## Start DATASET CONTENT

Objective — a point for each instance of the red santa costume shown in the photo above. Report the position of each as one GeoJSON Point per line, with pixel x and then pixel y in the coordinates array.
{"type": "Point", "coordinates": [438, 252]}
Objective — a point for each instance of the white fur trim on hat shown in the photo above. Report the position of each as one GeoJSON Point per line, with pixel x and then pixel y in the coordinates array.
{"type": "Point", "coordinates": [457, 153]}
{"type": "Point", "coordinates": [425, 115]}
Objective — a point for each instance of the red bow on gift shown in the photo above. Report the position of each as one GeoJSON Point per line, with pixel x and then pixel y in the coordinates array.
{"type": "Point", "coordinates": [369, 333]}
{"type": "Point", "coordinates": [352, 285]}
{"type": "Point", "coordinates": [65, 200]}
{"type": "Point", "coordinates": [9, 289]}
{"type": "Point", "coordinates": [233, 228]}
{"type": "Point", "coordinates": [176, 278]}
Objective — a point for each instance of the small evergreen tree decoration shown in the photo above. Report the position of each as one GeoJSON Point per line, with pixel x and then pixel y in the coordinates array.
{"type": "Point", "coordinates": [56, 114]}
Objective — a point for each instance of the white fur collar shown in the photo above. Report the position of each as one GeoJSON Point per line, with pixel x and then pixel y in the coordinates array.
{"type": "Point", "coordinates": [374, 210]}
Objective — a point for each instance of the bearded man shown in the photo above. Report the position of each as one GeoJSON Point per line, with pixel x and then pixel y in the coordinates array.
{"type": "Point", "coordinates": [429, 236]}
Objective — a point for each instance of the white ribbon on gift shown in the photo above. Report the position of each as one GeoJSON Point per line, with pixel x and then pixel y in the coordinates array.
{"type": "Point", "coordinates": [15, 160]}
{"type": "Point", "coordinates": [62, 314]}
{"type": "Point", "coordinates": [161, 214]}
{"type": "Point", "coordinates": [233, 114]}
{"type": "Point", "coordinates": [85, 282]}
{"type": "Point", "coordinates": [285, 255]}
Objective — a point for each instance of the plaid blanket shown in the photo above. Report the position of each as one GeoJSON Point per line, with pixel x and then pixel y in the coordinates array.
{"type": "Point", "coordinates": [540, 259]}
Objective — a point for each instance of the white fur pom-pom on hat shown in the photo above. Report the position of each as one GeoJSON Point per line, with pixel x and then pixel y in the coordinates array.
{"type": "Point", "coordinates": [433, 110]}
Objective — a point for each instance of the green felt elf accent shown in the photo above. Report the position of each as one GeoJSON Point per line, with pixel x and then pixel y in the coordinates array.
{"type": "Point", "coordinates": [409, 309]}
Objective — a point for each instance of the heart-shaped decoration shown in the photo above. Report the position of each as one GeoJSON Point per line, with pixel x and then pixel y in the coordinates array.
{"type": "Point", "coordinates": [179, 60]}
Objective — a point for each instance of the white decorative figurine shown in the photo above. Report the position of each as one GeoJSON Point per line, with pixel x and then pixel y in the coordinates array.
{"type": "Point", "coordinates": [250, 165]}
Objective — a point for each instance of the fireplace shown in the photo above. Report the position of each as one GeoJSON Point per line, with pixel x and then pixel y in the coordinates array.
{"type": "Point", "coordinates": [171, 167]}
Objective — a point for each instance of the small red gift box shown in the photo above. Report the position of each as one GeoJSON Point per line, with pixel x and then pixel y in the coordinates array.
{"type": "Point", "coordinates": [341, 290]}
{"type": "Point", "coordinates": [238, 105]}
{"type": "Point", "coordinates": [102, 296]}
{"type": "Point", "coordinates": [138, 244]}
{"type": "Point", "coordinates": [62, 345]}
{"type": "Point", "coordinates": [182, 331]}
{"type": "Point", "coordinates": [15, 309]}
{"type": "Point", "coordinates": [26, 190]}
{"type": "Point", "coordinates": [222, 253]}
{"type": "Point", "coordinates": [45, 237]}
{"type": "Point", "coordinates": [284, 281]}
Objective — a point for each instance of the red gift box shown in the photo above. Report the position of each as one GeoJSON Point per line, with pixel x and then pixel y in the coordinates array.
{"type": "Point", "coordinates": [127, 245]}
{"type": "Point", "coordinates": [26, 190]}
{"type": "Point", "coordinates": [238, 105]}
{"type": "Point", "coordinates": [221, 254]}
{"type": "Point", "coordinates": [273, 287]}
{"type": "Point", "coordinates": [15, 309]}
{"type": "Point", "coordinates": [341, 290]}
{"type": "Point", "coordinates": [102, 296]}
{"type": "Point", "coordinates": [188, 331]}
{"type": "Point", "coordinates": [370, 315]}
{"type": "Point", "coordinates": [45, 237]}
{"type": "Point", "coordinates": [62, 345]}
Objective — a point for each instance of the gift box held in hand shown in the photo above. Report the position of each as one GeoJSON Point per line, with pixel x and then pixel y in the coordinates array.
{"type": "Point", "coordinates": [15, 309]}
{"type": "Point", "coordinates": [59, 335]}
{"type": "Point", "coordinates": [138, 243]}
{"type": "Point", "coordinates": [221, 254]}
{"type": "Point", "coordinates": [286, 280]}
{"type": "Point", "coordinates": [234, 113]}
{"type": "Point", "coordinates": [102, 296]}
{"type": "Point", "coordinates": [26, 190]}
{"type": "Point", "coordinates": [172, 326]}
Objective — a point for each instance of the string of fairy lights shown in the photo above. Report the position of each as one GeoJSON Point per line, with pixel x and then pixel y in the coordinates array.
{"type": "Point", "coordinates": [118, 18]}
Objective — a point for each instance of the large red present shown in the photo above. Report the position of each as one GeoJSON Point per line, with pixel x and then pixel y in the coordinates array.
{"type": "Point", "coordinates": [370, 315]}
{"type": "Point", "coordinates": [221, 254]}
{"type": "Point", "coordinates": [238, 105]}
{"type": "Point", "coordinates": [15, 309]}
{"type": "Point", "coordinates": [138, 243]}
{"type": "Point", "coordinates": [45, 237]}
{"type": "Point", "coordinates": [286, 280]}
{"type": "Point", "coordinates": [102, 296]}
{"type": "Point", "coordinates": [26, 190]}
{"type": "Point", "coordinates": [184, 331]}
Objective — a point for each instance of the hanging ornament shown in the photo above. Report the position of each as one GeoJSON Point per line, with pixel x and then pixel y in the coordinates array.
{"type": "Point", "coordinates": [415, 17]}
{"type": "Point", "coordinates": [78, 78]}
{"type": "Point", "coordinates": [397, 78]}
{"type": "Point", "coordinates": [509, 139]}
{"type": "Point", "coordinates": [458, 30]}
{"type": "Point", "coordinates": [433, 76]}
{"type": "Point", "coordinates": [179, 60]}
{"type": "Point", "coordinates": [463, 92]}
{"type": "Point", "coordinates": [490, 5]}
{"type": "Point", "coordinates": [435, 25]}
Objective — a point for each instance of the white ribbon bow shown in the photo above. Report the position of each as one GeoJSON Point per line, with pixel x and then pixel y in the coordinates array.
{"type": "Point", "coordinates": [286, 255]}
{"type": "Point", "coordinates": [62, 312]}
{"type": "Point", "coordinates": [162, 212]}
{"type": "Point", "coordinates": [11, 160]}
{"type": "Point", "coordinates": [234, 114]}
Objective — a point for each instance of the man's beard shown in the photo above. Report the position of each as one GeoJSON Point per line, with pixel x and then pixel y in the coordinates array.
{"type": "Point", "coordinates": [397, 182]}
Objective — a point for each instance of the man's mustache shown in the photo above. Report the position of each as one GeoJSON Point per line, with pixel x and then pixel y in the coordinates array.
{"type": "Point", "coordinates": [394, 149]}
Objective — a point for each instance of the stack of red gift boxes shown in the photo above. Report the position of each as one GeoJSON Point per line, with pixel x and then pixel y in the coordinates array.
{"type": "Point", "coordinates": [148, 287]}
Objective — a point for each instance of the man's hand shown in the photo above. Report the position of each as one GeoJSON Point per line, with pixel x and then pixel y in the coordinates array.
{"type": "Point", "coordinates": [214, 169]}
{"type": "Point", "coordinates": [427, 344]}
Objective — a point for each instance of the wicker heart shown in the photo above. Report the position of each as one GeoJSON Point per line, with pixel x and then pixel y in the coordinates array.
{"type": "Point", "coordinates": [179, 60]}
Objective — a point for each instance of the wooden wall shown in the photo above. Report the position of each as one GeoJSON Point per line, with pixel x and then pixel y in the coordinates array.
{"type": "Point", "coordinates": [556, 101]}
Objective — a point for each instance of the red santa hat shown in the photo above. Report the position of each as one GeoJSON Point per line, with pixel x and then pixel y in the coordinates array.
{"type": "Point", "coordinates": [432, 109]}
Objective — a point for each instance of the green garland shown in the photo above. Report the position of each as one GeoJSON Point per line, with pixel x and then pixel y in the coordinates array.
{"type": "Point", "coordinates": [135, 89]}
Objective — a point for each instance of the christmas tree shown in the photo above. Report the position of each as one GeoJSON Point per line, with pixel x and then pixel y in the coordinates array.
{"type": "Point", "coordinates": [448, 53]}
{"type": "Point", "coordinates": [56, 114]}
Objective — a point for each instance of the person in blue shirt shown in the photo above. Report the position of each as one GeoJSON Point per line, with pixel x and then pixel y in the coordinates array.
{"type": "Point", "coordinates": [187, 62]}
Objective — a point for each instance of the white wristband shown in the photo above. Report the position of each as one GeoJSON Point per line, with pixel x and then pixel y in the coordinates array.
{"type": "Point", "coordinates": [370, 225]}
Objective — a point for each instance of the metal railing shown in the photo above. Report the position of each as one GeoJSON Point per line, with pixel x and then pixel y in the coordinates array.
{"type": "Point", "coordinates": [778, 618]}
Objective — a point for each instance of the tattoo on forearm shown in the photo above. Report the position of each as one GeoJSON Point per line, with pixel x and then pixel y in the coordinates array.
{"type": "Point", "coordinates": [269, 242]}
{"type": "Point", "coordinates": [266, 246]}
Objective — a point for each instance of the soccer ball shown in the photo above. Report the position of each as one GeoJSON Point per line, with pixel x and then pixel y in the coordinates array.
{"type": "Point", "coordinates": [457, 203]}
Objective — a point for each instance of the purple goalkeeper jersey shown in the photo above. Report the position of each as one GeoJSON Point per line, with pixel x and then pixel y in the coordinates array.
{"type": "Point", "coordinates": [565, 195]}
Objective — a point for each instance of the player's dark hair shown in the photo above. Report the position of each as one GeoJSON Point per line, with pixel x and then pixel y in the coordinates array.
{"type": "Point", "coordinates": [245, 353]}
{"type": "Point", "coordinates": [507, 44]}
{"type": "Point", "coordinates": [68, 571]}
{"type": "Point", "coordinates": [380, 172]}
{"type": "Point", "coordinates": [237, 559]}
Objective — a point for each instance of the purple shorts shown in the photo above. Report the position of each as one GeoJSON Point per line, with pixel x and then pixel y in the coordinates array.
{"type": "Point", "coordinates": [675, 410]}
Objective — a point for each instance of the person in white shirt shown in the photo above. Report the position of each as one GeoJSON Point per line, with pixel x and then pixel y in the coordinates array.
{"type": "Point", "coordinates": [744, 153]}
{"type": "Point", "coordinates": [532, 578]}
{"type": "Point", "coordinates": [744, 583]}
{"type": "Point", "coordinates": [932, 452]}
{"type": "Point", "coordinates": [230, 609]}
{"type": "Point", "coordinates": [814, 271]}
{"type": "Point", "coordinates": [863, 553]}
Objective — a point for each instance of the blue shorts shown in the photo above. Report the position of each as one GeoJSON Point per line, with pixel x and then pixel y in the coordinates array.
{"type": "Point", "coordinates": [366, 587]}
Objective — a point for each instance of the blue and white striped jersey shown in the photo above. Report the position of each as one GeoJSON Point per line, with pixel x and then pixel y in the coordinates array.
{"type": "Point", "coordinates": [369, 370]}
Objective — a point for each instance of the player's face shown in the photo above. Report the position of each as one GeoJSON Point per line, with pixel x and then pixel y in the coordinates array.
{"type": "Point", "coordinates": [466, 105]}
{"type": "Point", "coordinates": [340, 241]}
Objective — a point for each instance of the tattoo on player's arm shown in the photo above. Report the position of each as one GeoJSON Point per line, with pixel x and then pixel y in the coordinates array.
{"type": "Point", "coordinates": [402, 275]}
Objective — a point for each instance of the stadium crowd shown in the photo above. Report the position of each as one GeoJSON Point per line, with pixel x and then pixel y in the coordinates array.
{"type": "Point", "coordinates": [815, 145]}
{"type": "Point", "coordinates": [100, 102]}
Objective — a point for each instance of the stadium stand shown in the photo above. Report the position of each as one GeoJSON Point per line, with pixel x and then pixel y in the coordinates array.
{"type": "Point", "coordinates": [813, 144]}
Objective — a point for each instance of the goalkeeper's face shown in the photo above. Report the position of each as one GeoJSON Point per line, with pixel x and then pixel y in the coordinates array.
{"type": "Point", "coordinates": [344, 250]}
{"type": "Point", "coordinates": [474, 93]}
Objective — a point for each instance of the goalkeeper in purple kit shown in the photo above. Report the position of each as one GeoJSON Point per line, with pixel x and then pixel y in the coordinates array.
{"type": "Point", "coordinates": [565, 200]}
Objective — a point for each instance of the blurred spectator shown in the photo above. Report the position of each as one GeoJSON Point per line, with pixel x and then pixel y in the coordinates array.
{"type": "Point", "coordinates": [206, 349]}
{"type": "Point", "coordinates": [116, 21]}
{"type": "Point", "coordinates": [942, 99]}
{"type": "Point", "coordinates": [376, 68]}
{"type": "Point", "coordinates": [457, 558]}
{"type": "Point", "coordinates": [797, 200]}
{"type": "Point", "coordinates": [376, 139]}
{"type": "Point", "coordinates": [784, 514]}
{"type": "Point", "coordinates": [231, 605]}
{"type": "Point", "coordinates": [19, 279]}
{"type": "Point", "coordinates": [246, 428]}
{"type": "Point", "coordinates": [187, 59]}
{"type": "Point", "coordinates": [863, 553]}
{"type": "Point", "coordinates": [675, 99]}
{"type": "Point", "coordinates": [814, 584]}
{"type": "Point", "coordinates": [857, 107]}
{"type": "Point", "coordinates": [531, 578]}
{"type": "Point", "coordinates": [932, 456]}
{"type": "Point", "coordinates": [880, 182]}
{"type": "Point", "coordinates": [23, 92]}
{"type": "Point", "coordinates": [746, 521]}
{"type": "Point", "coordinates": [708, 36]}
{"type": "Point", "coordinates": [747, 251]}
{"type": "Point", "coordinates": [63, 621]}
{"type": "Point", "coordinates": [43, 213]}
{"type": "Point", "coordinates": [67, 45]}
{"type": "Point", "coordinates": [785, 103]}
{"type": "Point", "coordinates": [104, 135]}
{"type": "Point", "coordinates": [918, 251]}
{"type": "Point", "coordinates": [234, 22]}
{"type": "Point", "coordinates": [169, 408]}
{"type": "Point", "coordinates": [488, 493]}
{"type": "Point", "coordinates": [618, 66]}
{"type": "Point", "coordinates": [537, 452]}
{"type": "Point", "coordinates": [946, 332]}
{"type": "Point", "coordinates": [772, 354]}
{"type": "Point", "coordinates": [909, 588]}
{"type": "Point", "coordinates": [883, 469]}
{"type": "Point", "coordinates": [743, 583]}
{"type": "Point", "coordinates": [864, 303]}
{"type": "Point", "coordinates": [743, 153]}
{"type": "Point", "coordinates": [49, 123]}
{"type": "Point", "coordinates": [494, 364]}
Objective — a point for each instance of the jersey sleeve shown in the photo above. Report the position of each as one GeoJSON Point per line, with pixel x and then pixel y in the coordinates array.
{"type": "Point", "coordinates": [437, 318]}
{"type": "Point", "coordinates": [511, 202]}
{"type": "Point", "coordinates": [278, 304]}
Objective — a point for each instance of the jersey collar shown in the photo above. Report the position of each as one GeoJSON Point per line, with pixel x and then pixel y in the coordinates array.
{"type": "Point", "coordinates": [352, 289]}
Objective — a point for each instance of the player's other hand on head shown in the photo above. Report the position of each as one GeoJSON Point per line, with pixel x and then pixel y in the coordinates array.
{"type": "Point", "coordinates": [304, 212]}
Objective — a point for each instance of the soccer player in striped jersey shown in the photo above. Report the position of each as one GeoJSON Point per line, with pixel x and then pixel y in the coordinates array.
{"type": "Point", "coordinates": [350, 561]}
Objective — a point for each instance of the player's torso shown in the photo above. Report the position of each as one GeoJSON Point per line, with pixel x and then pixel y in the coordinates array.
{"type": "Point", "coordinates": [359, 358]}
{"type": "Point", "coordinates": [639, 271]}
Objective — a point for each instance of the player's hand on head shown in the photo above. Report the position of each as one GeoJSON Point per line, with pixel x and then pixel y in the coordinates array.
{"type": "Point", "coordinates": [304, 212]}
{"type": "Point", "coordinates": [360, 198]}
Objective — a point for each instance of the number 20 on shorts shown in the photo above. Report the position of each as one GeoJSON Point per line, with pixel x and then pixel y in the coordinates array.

## End DATASET CONTENT

TASK: Transcribe exactly, and only, the lines from the one bearing "Objective — a point for each instance of the jersey collar" through the last line of the entries, counting both.

REPLY:
Objective — a point for each instance of the jersey collar shown in the photo above. Report the position of each as one GeoJSON Point per line, with pixel x and then pixel y in the coordinates array.
{"type": "Point", "coordinates": [352, 289]}
Objective — a point for each instance of the player's other hand on head shown in the photo above. Report the position of each as one GeoJSON Point per line, with pixel x and then pixel y in the coordinates array.
{"type": "Point", "coordinates": [304, 212]}
Objective — a point for each instance of the soccer player in striped jersey shown in the photo above. Report the position of each as one GeoJSON Point per line, with pixel x and then pixel y in the coordinates array.
{"type": "Point", "coordinates": [350, 561]}
Objective — a point for each instance of the player's torso shown in the photo above. Report the position of each as one GeoJSON Point per line, with pixel x and then pixel y in the coordinates array.
{"type": "Point", "coordinates": [359, 358]}
{"type": "Point", "coordinates": [639, 271]}
Objective — a point for each instance of the player's hand on head shown in the photo above. Report the position of each as one GeoJSON Point per line, with pixel x and then pixel y in the coordinates array.
{"type": "Point", "coordinates": [304, 212]}
{"type": "Point", "coordinates": [360, 198]}
Objective — a point for each instance of the number 20 on shorts shown in the photo above. Report the position of each as one GeoJSON Point per line, with pixel x and then pixel y in the coordinates array.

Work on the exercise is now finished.